__課題__: 支給と交付についての文章のうち、「支給の対義語・反対語としては」で始まり「りすることを意味しています。」まで続く部分を、一字も変えずに書き写しなさい。

__提示文__:
»»
一つ目の「現物支給」とは、賃金などを金銭ではなく物品で支給することを意味する言葉です。具体的には食事や、住宅や制服の貸与、その企業の製品、定期券といった交通費などの利益を労働者に支給します。

こういった現物支給がなされていたとしても、給与は必ず通貨で支払わなければならないことが原則であり、現物支給のみを労働力の対価にあてることはできません。

「総支給額」の意味

二つ目の「総支給額」とは、雇用者が労働者に対して支払う金額の合計を指す言葉で、基本給に加えて、残業手当や交通費を含みます。

また、総支給額は保険料や税金が差し引かれていない状態ですが、実際に保険料などが差し引かれて労働者が受け取る額を「手取り額」と呼びます。

支給の対義語

支給の対義語・反対語としては、品物や金銭を納めることを意味する「納入」があります。

支給の類語

支給の類語・類義語としては、相手が欲する物品や利益などを与えることを意味する「供与」、授け与えることを意味する「付与」、一定の商品を一定の地域に配布や販売をすることを意味する「配給」などがあります。

交付の意味

交付とは

交付とは、一定の手続きを踏んだ人に金銭を与えたり書類を発行したりすることを意味しています。

表現方法は「交付を受ける」「交付される」「交付する」

「交付を受ける」「交付される」「交付する」などが、交付を使った一般的な言い回しです。

交付を使った言葉として、「交付金」「交付税」があります。
««
(収集したデータ)
»»
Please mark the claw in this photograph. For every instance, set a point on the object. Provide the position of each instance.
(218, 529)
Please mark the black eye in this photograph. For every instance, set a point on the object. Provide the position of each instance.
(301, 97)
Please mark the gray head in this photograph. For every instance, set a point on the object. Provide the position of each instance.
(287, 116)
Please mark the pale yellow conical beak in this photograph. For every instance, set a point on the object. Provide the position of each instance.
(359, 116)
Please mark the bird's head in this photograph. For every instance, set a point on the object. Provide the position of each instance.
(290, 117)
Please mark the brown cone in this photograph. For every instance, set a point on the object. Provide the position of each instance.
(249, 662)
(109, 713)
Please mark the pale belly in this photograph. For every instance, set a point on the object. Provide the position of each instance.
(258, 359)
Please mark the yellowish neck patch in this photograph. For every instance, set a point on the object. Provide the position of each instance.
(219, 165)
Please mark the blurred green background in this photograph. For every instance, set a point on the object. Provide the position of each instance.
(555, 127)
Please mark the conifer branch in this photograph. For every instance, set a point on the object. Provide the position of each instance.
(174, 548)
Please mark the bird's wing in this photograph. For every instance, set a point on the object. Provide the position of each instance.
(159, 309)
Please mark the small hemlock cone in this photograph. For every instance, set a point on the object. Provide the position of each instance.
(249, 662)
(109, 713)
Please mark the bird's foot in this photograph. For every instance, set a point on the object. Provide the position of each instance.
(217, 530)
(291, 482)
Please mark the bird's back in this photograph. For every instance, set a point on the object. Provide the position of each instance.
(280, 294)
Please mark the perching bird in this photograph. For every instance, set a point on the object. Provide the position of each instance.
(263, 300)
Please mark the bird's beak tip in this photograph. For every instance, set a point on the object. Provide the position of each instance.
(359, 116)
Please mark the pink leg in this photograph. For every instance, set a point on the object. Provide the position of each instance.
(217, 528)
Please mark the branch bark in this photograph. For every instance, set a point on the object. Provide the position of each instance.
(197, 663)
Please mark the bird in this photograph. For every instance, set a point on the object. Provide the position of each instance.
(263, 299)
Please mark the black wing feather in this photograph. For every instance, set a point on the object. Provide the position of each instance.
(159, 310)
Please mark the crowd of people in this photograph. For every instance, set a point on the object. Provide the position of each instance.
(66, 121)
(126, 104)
««
__解答欄__:
支給の対義語・反対語としては、品物や金銭を納めることを意味する「納入」があります。

支給の類語

支給の類語・類義語としては、相手が欲する物品や利益などを与えることを意味する「供与」、授け与えることを意味する「付与」、一定の商品を一定の地域に配布や販売をすることを意味する「配給」などがあります。

交付の意味

交付とは

交付とは、一定の手続きを踏んだ人に金銭を与えたり書類を発行したりすることを意味しています。